What infertility means to me

To you, infertility is the inability to conceive children.

To me, infertility is everything. It is the constant reminder of failures. It’s getting your hopes up and imagining how you’re going to announce your pregnancy only to be devastated as you see a lonely pink line. You knew this test would be different, you knew your body felt different this time. Yet again, you find yourself with a negative pregnancy test and since life must go on, you tell yourself you’ll grieve later that night. You use the blanket you’ve been storing in the back of your closet to wipe your tears.

Infertility is suffering a miscarriage, the loss of this baby you prayed for and knew was made just for you. The tease of a miscarriage, knowing your body could get pregnant but unable to carry and nurture a baby. Dealing with the loss and plaguing the rest of your entire life with milestones you should be celebrating instead of trying to not acknowledge. It’s watching your friends have babies on your due date, or seeing a family introduce a fourth sibling as you wait for your one miracle.

Infertility is exhausting. Month by month, TWW by TWW, you experience the ultimate emotional rollercoaster all. the. time.  You put your heart out there, put all your faith in Him, and you exhaust yourself with being filled with hope and crushed by heartbreak. Over and over and over again. It’s reaching the point of exhaustion that you debate taking next month off procedures, but convincing yourself you can’t waste a month of chances and you set yourself up again because through the exhaustion, you still have so much fight left in you. 

It’s sacrificing your body for merely a “chance” of conceiving. You take daily shots, 5 pills a day, insert stuff, give blood, take blood, go through surgeries and acupuncture to get your body comfortable that an embryo will grow into a fetus and feel comfortable enough in your hospitable uterus to dig in deep and become a real, life baby.
= = =
- _Apply what you read_
1. List every procedure or measure that the essay on infertility says you go through to get your body ready for an embryo.
2. Continue the essay on infertility from its last paragraph.
= = =
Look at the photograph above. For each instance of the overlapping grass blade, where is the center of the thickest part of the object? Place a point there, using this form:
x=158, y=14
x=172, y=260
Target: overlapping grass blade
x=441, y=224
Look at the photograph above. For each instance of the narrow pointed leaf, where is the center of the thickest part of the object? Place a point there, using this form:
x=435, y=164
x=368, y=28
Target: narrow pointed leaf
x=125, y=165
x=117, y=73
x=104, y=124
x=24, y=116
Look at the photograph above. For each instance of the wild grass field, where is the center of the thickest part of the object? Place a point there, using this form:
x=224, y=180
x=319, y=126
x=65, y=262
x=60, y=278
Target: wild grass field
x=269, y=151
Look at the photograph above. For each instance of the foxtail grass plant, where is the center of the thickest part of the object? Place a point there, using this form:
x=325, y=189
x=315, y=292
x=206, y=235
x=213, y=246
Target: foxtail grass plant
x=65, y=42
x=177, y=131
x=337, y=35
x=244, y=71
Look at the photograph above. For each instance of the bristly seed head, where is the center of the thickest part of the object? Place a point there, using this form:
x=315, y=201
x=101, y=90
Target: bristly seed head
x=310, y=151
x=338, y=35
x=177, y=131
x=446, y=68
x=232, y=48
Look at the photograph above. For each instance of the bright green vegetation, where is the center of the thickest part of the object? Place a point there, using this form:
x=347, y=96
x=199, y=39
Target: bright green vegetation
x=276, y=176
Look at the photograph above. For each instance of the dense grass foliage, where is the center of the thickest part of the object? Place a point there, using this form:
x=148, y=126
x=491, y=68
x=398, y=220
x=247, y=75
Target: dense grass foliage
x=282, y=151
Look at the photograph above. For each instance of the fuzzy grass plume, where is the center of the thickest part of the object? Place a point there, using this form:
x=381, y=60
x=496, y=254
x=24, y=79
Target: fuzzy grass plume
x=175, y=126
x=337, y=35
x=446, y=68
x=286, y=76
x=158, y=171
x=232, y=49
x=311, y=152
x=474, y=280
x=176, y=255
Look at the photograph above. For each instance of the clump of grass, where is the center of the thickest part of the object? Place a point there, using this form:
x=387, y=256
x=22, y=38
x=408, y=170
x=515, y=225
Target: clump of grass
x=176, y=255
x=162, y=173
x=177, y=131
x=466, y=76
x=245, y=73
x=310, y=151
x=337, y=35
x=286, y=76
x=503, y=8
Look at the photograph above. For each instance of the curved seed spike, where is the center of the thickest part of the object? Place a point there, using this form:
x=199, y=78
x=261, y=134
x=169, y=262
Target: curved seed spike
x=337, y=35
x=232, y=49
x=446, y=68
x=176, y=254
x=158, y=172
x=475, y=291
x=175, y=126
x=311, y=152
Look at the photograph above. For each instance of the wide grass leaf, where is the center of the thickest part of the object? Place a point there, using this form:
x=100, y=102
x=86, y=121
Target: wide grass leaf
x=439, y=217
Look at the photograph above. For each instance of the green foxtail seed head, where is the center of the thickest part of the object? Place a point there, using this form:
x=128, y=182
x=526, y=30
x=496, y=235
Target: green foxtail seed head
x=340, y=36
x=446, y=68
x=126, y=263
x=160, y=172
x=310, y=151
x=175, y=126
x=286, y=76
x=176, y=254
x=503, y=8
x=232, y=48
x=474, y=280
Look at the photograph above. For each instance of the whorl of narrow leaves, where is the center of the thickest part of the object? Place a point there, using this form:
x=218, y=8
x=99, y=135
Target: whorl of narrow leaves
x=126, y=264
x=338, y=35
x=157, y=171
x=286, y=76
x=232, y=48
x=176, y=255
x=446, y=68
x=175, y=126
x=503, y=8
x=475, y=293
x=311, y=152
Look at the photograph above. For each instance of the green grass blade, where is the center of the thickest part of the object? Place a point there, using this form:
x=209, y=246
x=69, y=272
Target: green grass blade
= = =
- _Answers for this exercise_
1.
- daily shots
- 5 pills a day
- inserting stuff
- giving blood
- taking blood
- surgeries
- acupuncture

2.
Infertility is putting your life on hold. You postpone trips based on doctors appointments and procedures and can’t help but to immediately think, “eek! I could be 9 weeks pregnant on my next trip!”  Financially, you stop committing to dinners or buy less gifts because meds are SO expensive. The life you thought you’d be living is far from what you’re living now.

It’s surviving on hope, faith and the grace of God. You can tell yourself a billion times that His plan is better than yours, but it doesn’t mean you don’t pray a billion+one times to finally be on the same path. It’s reminding yourself that miracles aren’t performed without pain and frustration, while the idea of doubt creeps its way into your heart. It’s suffocating when I begin to question God because I know He’s all I got.

Infertility is being a part of a tribe of women you never wanted to be a part of, but can’t imagine life without them, their story and their support. It’s finding your daily prayers now include, “Lord, keep your hands on Andi and Katelyn’s embryos” and many other hopeful mommies you now walk this road with. It’s having a secret Facebook group of cheerleaders that share the secrets of an endo scratch and taking polls of how many couples tested their embryos.

Infertility is much more than the inability to conceive. It’s frustrating, lonely and steals the joy you have left.

But sister, take comfort, God shows us SEVEN times in the Bible that He WILL perform miracles on the barren womb. When grief consumes you, when you feel like you can’t continue on this windy path anymore, remember that every person that sought God to conceive and birth children eventually had a child.

Genesis 25:21 “Isaac prayed to the Lord on behalf of his wife, because she was childless. The Lord answered his prayer, and his wife Rebekah became pregnant.”

While the struggles of infertility may be the greatest trial you and your partner may face, remember it does not have to be faced alone. Seek God’s will, pray to Him, and leave all the results up to Him.